Swap "Return the mask" for "Output the mask" everywhere it appears in the material below, keeping every other line unchanged.

+++ Extracted data +++

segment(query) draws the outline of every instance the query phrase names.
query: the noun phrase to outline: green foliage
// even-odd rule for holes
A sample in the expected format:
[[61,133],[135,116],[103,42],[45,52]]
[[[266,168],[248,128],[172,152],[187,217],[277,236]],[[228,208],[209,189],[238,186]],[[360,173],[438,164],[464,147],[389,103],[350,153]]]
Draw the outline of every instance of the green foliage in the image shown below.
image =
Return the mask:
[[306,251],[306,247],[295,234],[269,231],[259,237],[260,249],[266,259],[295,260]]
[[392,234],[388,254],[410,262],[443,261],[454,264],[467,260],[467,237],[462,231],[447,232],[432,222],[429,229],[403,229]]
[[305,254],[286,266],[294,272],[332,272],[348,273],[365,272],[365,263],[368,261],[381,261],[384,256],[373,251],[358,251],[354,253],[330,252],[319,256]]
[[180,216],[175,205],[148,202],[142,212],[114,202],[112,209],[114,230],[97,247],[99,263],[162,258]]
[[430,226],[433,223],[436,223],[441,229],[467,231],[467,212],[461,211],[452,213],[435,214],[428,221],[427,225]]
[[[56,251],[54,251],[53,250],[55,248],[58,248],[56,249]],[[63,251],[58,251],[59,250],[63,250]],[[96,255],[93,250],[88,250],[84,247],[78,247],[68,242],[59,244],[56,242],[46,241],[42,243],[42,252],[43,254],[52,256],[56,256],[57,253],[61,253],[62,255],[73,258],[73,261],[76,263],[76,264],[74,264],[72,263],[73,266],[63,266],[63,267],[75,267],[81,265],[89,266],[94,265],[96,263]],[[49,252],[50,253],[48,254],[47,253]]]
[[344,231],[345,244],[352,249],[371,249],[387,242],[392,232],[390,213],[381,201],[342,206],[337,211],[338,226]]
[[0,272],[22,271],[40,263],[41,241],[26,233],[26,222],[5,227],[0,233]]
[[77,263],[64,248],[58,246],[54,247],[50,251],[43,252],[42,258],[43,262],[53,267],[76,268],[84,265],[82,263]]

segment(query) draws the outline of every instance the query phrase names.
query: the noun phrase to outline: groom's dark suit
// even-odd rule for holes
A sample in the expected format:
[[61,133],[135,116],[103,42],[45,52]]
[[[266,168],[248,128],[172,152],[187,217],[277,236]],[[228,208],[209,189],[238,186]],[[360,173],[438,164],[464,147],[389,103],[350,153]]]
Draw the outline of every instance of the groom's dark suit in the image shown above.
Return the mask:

+++

■ Finished task
segment(query) draws the outline of every instance the query phrase names.
query: the noun phrase to outline: green foliage
// even-odd rule for holes
A sample in the expected format:
[[61,133],[135,116],[103,42],[45,52]]
[[[266,168],[248,128],[172,152],[187,217],[277,236]],[[228,208],[209,189],[238,186]],[[360,173],[438,164],[464,147],[389,103],[350,153]]]
Draw the outline of every instance of the green foliage in the image shown below.
image =
Output the mask:
[[306,251],[306,247],[295,234],[269,231],[259,237],[260,249],[266,259],[295,260]]
[[392,234],[388,254],[410,262],[443,261],[454,264],[467,260],[467,237],[462,231],[447,232],[432,222],[429,229],[403,229]]
[[305,254],[286,266],[294,272],[332,272],[348,273],[365,272],[365,263],[368,261],[381,261],[384,256],[373,251],[358,251],[354,253],[330,252],[319,256]]
[[180,216],[175,205],[148,202],[142,212],[114,202],[112,209],[114,230],[97,247],[99,263],[162,258]]
[[430,226],[433,223],[436,223],[441,229],[467,231],[467,212],[461,211],[452,213],[435,214],[428,221],[427,225]]
[[[56,251],[54,251],[53,250],[55,248],[58,248],[56,249]],[[63,251],[58,251],[59,250],[63,250]],[[96,255],[93,250],[88,250],[84,247],[78,247],[68,242],[59,244],[56,242],[46,241],[42,243],[42,252],[43,254],[52,256],[56,256],[57,253],[61,253],[62,255],[73,258],[73,261],[76,263],[76,264],[74,264],[72,263],[73,266],[63,266],[63,267],[75,267],[81,265],[89,266],[94,265],[96,263]],[[49,252],[50,253],[48,254],[47,253]]]
[[344,231],[345,244],[352,249],[371,249],[387,242],[392,232],[390,213],[381,201],[342,206],[337,211],[338,226]]
[[0,272],[22,271],[40,263],[41,241],[26,233],[26,222],[5,227],[0,233]]
[[77,263],[64,248],[58,246],[54,247],[50,251],[43,252],[42,258],[43,262],[53,267],[76,268],[84,265],[82,263]]

segment(query) draws the outline of every instance the query phrase names.
query: the noun phrase to outline: groom's dark suit
// even-odd rule for holes
A sample in the expected format:
[[61,133],[135,116],[103,42],[45,52]]
[[[266,168],[248,128],[172,152],[187,217],[277,236]],[[228,208],[209,189],[238,186]],[[360,173],[438,164],[464,147],[389,103],[350,153]]]
Draw the outline of every instance of the groom's dark suit in the image shown above.
Output the mask:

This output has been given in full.